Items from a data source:
──────────
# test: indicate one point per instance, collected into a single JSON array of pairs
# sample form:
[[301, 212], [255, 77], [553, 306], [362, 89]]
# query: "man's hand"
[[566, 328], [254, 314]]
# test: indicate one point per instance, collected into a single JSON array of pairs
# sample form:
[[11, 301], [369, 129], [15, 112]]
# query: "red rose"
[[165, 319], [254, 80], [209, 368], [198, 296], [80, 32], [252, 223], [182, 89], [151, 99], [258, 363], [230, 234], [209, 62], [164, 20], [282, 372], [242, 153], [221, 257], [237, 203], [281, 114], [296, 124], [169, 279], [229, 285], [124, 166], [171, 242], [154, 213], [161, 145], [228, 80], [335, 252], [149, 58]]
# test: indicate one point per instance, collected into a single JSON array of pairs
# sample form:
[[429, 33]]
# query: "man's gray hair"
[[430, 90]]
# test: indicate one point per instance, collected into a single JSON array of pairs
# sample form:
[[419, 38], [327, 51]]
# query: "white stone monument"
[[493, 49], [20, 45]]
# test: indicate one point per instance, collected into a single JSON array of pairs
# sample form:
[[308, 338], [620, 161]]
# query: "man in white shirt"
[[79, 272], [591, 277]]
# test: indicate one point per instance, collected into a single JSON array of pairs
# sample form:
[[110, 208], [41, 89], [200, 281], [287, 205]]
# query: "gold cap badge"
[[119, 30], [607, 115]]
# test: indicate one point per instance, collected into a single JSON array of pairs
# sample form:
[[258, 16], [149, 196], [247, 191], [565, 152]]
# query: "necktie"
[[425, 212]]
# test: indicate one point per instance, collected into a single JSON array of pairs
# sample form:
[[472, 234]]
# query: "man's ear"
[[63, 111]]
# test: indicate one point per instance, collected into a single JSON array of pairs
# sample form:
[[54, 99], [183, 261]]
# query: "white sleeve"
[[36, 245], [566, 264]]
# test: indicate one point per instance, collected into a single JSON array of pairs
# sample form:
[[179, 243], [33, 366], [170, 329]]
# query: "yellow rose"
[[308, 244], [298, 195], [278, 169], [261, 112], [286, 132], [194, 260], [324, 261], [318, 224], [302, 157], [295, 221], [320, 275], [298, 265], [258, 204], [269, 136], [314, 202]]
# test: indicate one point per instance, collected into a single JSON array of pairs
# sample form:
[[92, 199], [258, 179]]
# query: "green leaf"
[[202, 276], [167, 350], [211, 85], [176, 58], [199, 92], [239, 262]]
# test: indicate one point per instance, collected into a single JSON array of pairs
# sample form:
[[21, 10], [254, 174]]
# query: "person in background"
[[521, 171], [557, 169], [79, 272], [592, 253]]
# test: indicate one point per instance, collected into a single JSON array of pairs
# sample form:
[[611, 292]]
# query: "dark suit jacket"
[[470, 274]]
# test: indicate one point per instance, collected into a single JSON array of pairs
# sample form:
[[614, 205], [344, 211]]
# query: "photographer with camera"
──────────
» PROBLEM TO WORK ON:
Write each line of the data above out again without altering a word.

» ANSWER TO THIS EXERCISE:
# test: indicate one point per instance, collected into a single JSON array of pairs
# sample form:
[[301, 212], [255, 77], [553, 306], [362, 89]]
# query: "man's hand"
[[566, 328], [254, 314]]
# test: indicate one point per instance, collected into a single JSON array of pairs
# sample form:
[[11, 301], [369, 129], [15, 112]]
# query: "red rose"
[[165, 319], [254, 80], [209, 368], [198, 296], [80, 32], [252, 223], [182, 89], [151, 99], [258, 363], [230, 234], [209, 62], [164, 20], [282, 372], [242, 153], [221, 257], [237, 203], [281, 114], [296, 124], [169, 279], [229, 285], [124, 166], [171, 242], [154, 213], [161, 145], [228, 80], [335, 252], [149, 58]]
# test: indicate one point per instance, collected into a single JSON array of pairs
# sample form:
[[429, 33]]
# query: "man's gray hair"
[[430, 90]]
# test: indicate one point per instance, collected into a single JSON array of pairs
# sample form:
[[419, 38], [327, 51]]
# query: "white stone monument"
[[493, 49], [20, 45]]
# test: indicate one point per instance, collected into a single JSON array of pairs
# sample form:
[[308, 338], [620, 161]]
# query: "man in white shirt"
[[79, 272], [591, 277]]
# test: indicate one point per instance, collected into a single JSON array of pairs
# sample form:
[[110, 208], [41, 89], [200, 281], [287, 205]]
# query: "gold cap badge"
[[119, 30], [607, 115]]
# test: indicate one point per instance, collected into a single JSON array of pairs
# sample form:
[[258, 16], [149, 196], [247, 191], [565, 152]]
# query: "necktie"
[[425, 212]]
# test: indicate one point per instance, collected into a single JSON array of pairs
# sample form:
[[472, 234]]
# query: "man's ear"
[[63, 111]]
# test: indicate one point per instance, collected into a single JSON array of pairs
# sample form:
[[54, 99], [183, 261]]
# query: "white sleeve"
[[36, 245], [566, 264]]
# test: indicate one point per instance, collected into a single JSON array of pairs
# sample form:
[[179, 243], [33, 366], [170, 329]]
# query: "yellow rose"
[[308, 244], [298, 195], [278, 169], [261, 112], [286, 132], [194, 260], [324, 261], [318, 224], [302, 157], [295, 221], [320, 275], [298, 265], [258, 204], [269, 136], [314, 202]]
# test: indicate one point per instance, collected into a single JSON array of pairs
# sample form:
[[92, 199], [258, 179]]
# query: "green leaf"
[[202, 276], [167, 350], [211, 85], [176, 58], [199, 92], [239, 262]]
# test: indicate one point per instance, collected into a single JSON array of pairs
# sample form:
[[21, 10], [254, 174]]
# query: "person in background"
[[521, 171], [557, 169], [79, 272], [592, 253]]
# test: indicate one point per instance, collected into a single JSON array of pairs
# sample form:
[[611, 292]]
# query: "dark suit jacket"
[[470, 274]]
# test: indicate one point per instance, collected into a single JSON array of pairs
# sample form:
[[614, 205], [344, 211]]
# query: "photographer with camera"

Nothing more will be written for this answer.